***** Source records *****
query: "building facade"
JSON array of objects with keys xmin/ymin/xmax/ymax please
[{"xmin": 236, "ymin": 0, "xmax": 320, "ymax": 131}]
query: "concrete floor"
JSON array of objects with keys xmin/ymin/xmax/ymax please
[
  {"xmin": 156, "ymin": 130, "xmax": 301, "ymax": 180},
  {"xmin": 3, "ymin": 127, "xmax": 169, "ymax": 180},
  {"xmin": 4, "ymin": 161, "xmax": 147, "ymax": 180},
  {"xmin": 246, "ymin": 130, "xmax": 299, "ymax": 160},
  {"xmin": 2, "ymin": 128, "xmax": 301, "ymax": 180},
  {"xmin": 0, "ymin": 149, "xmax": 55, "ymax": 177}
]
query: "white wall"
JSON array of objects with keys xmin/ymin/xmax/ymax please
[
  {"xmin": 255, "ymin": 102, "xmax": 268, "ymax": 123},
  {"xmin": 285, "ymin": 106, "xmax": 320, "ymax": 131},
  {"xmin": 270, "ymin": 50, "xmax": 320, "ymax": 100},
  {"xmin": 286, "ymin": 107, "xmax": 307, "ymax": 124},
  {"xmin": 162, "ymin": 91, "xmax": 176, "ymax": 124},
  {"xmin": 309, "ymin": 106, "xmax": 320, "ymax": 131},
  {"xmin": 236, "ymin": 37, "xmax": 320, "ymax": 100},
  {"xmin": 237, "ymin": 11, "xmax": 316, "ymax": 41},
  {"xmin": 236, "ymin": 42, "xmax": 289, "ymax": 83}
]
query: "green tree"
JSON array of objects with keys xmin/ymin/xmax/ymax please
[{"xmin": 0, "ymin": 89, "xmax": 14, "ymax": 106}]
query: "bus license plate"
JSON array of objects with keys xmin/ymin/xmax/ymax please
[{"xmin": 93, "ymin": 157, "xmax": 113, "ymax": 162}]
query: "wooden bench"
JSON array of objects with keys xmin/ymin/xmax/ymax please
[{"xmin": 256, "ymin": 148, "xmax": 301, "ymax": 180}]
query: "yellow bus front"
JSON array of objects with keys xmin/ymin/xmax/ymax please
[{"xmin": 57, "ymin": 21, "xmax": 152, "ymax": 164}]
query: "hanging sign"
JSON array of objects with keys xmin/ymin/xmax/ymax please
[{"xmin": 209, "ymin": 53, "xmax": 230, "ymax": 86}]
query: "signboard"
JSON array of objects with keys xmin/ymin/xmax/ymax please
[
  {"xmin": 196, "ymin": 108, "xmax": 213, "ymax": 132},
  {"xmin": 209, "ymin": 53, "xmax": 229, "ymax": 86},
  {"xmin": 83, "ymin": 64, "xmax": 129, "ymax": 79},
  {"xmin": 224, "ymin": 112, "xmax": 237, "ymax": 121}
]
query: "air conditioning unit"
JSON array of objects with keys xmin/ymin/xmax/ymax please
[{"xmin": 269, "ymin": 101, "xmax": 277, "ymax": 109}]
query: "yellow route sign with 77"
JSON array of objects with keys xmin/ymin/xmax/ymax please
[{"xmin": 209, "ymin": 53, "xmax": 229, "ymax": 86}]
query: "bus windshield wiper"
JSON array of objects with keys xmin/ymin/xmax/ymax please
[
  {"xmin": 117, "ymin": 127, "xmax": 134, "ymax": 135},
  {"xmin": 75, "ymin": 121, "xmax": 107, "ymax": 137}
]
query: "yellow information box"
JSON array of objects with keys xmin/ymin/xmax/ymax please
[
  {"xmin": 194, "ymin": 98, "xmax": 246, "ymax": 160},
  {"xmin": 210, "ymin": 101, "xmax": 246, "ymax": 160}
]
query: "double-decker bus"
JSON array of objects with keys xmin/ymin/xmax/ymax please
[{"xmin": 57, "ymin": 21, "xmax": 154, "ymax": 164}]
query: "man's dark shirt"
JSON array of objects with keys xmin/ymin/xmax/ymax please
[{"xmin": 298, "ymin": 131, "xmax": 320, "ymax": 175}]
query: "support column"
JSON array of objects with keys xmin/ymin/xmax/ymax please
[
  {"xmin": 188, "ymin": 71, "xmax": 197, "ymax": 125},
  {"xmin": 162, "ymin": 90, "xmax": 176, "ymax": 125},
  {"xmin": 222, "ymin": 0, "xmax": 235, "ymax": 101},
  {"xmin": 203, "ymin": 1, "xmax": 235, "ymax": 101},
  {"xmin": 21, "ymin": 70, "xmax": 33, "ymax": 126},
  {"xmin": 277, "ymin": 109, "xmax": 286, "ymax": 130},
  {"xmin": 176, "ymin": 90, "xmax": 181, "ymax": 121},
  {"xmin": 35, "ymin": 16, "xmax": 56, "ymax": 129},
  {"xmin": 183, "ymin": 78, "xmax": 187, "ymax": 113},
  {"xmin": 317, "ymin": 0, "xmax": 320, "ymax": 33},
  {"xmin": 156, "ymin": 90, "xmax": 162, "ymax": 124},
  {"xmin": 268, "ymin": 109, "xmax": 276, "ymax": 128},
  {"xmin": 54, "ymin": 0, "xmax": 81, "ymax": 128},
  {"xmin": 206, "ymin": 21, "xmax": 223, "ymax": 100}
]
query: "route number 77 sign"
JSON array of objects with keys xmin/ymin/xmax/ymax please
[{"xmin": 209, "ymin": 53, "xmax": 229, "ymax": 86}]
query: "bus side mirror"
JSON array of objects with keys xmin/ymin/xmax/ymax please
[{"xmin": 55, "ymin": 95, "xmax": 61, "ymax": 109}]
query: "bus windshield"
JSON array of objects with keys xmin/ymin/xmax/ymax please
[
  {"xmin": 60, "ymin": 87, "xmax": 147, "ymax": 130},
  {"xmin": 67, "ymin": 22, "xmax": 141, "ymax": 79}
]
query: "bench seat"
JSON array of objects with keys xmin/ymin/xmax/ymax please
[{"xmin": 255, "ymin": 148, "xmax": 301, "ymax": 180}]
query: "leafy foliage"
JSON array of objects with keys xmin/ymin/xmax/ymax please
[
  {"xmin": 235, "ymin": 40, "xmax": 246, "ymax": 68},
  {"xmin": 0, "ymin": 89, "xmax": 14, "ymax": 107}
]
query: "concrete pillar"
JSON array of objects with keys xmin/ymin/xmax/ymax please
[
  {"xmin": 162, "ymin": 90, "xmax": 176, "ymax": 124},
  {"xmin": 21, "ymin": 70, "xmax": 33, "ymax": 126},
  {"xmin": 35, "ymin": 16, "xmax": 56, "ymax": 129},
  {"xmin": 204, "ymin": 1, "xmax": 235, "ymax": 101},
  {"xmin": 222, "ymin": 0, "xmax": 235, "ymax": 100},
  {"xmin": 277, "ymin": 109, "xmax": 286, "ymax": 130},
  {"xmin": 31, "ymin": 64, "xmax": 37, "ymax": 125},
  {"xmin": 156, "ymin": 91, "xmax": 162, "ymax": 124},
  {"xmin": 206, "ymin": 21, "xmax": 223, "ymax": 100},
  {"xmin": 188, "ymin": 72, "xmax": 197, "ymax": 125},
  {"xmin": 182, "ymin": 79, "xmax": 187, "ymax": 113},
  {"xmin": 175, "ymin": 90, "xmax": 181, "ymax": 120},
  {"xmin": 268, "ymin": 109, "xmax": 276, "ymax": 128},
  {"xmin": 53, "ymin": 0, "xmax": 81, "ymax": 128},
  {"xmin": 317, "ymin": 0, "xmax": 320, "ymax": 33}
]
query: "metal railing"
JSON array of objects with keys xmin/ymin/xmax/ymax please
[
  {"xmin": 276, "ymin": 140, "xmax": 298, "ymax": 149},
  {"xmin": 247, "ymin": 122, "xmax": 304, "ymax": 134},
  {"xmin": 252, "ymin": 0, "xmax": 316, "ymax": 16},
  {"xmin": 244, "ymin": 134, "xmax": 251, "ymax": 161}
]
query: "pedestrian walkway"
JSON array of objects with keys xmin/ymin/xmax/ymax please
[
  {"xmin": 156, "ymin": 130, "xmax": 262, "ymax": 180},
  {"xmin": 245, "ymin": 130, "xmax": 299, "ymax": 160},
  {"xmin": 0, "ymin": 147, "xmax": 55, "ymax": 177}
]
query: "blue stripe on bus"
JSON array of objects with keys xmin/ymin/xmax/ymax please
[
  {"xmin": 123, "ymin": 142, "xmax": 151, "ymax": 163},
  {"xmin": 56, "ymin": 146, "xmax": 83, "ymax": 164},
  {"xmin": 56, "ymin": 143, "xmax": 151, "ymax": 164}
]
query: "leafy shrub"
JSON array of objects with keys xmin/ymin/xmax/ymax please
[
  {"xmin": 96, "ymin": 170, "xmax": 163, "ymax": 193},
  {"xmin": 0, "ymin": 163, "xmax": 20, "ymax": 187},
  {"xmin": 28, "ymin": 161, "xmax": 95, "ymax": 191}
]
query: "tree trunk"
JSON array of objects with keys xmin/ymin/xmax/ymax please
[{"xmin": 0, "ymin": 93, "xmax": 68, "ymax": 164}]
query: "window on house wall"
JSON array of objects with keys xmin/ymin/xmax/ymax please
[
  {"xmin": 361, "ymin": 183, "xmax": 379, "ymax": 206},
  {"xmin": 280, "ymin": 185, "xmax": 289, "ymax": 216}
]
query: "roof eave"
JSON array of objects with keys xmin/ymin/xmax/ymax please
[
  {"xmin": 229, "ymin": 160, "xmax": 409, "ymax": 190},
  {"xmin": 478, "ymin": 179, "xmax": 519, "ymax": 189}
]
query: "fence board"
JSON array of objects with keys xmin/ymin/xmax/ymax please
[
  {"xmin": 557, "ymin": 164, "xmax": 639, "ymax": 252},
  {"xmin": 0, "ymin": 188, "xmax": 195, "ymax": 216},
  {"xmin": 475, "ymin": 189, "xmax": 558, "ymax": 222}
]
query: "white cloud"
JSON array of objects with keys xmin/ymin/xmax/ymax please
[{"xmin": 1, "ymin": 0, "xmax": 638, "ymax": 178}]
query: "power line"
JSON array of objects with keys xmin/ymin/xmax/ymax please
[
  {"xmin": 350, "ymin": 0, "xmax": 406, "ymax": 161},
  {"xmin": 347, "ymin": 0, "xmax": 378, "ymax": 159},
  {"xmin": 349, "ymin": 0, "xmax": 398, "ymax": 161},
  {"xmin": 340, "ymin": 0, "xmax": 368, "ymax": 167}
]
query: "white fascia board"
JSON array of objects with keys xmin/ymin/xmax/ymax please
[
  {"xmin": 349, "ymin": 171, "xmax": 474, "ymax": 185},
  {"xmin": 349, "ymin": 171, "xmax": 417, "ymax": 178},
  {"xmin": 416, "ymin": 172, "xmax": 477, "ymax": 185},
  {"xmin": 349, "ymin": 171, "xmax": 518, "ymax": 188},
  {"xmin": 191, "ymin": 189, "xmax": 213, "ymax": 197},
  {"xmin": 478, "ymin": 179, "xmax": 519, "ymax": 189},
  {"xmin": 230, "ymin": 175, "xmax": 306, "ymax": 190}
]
*****
***** Source records *****
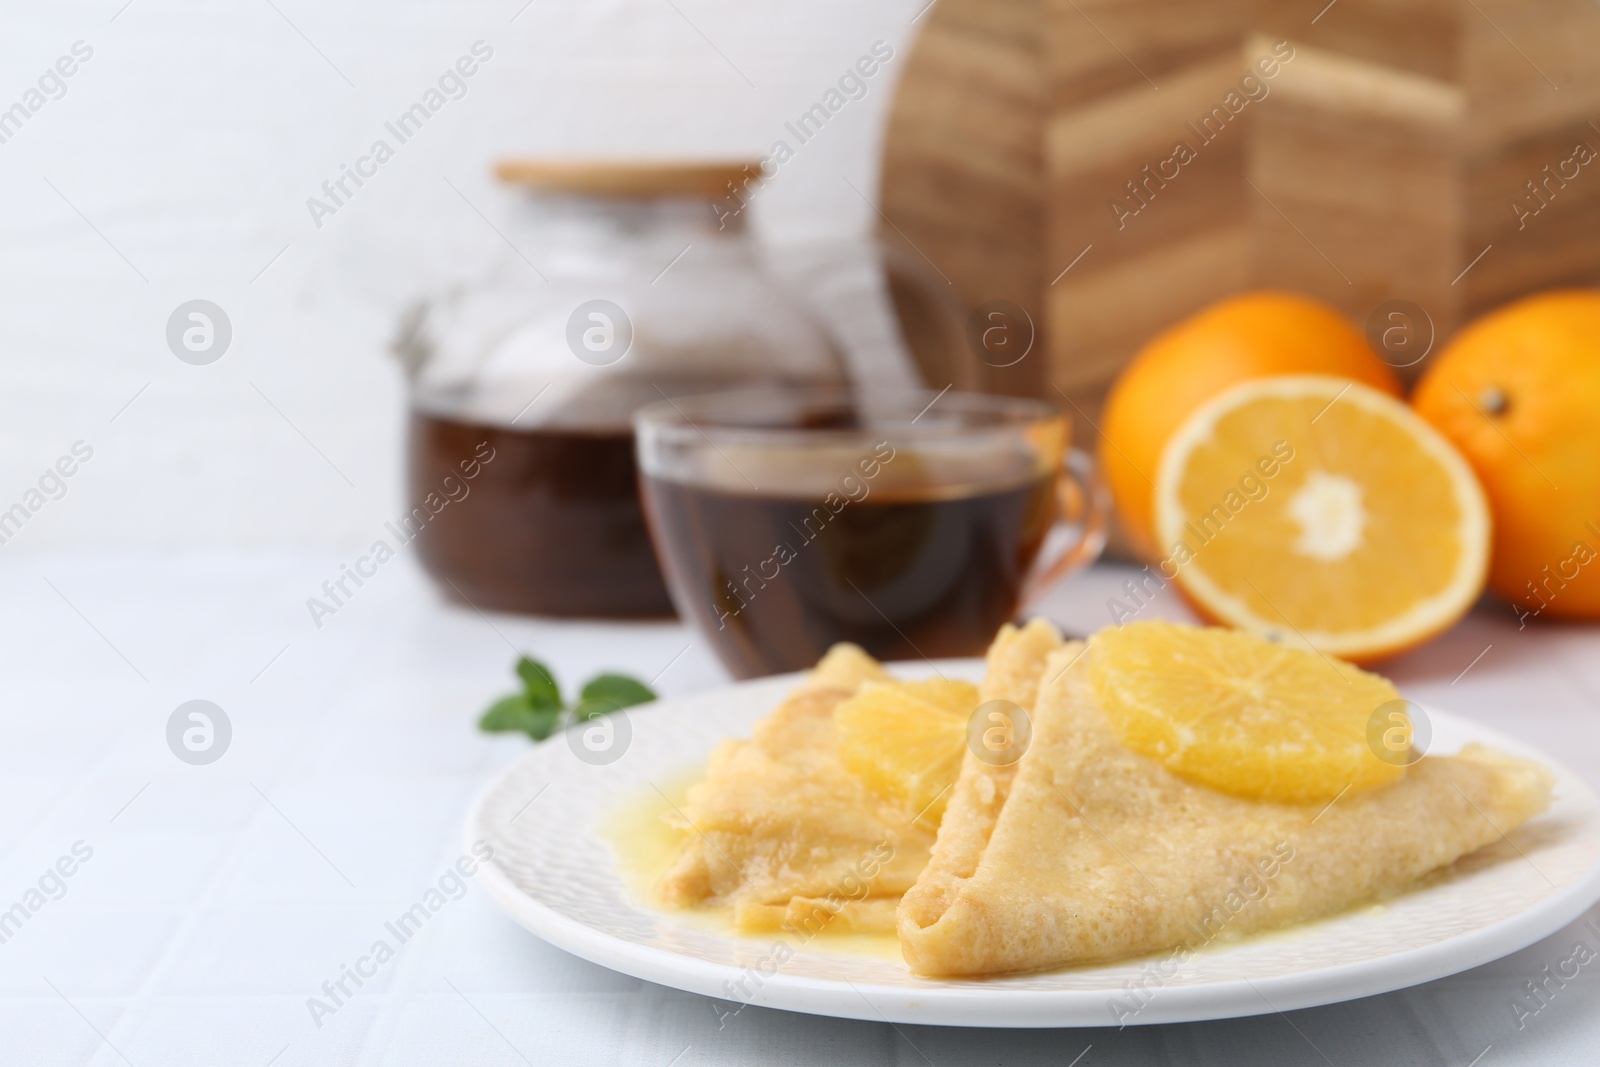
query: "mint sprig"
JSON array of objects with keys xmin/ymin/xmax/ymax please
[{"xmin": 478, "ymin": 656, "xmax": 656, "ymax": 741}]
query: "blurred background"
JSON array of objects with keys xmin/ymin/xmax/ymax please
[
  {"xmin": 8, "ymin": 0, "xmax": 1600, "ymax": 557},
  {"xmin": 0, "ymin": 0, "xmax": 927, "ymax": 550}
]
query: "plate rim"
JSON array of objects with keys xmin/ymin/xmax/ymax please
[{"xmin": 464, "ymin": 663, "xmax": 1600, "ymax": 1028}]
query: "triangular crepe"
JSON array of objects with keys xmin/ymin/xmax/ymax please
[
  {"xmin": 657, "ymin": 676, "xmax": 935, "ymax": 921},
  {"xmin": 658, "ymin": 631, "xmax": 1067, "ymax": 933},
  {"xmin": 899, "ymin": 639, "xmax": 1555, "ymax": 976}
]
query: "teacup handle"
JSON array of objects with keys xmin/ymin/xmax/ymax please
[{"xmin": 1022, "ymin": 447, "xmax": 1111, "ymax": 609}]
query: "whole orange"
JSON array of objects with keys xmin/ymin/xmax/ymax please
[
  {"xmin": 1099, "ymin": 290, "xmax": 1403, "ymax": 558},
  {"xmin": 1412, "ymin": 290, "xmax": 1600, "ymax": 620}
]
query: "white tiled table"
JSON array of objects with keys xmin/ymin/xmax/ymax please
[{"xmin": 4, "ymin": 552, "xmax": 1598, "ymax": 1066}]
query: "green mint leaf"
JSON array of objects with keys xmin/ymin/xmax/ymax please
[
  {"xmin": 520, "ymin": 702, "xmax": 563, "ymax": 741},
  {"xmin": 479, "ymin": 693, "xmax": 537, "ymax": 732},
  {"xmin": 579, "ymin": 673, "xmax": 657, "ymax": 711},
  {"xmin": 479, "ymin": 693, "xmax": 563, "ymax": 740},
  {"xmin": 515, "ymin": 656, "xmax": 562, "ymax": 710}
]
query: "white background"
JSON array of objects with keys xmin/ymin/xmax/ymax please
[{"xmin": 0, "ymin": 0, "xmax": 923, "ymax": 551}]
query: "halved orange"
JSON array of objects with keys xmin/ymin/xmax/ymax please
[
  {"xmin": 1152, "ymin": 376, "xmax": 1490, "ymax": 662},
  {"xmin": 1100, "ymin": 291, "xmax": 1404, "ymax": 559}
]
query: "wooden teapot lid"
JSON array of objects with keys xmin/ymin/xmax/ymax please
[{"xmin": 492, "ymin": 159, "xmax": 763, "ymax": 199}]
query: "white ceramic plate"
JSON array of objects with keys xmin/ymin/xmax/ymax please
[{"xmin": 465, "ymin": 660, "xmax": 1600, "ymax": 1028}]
*****
***** Source records *****
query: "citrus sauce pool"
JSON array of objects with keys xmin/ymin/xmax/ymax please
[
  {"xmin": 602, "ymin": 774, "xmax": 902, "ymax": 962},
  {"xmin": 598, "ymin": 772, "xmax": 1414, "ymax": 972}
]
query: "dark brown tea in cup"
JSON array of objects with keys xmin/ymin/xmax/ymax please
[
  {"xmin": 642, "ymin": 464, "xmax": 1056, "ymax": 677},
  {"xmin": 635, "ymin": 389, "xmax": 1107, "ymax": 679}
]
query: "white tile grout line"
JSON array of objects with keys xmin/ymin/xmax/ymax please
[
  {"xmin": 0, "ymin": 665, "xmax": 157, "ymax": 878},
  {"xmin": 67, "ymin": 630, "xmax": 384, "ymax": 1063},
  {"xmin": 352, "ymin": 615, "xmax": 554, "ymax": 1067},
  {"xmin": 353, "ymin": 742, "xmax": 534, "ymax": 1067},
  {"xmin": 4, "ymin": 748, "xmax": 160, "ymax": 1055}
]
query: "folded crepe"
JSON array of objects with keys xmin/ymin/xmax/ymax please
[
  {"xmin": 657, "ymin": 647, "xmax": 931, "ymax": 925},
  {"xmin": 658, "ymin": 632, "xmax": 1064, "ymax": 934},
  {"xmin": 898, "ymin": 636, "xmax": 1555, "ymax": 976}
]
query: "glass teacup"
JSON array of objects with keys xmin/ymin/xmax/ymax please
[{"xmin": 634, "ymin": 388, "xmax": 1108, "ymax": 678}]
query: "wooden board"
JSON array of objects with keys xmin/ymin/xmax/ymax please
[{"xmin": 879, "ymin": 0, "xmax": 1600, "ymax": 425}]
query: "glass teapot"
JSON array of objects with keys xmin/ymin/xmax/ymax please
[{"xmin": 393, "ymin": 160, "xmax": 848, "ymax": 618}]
*****
-- Task objective --
Each line from the material above that mentions the word "teapot" needs to be copied.

-- Your response --
query: "wooden teapot lid"
query: "glass teapot"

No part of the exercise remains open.